Pointing entries for labeled objects:
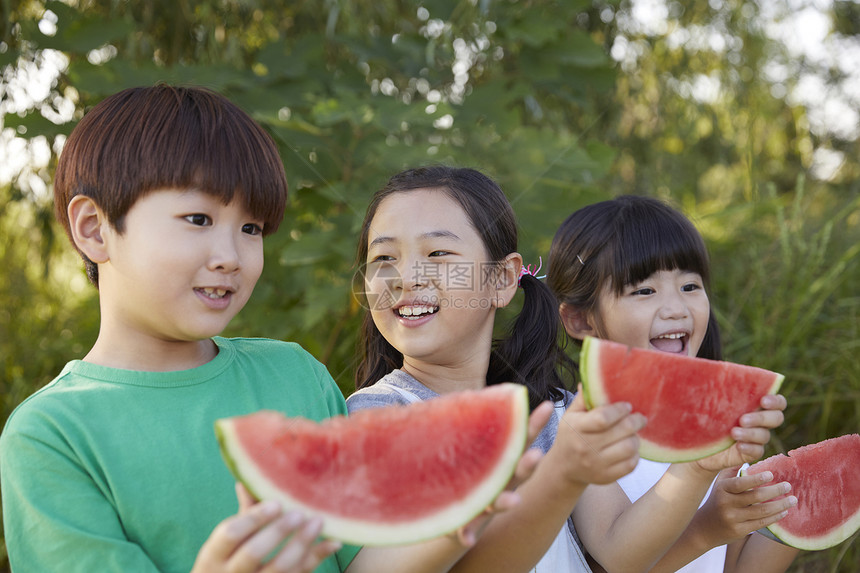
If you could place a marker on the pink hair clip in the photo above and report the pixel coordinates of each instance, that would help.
(528, 270)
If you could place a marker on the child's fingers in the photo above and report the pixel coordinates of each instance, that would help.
(599, 419)
(468, 535)
(763, 514)
(246, 500)
(250, 555)
(233, 531)
(740, 484)
(578, 404)
(298, 553)
(755, 436)
(762, 419)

_DESCRIPTION OF THE TASK_. Pull every line of text from the listing above, copying each one word for word. Leave the pictures out.

_SOLUTION_.
If you could place a marker on the pink hair clip in the photo above and report the pixel coordinates of each instance, that would help.
(528, 270)
If you could place a marker on the child's fingers in the photo above and report the pixel coordinates of each instance, that would help.
(599, 419)
(468, 535)
(763, 514)
(246, 500)
(250, 555)
(233, 531)
(740, 484)
(578, 404)
(298, 553)
(755, 436)
(762, 419)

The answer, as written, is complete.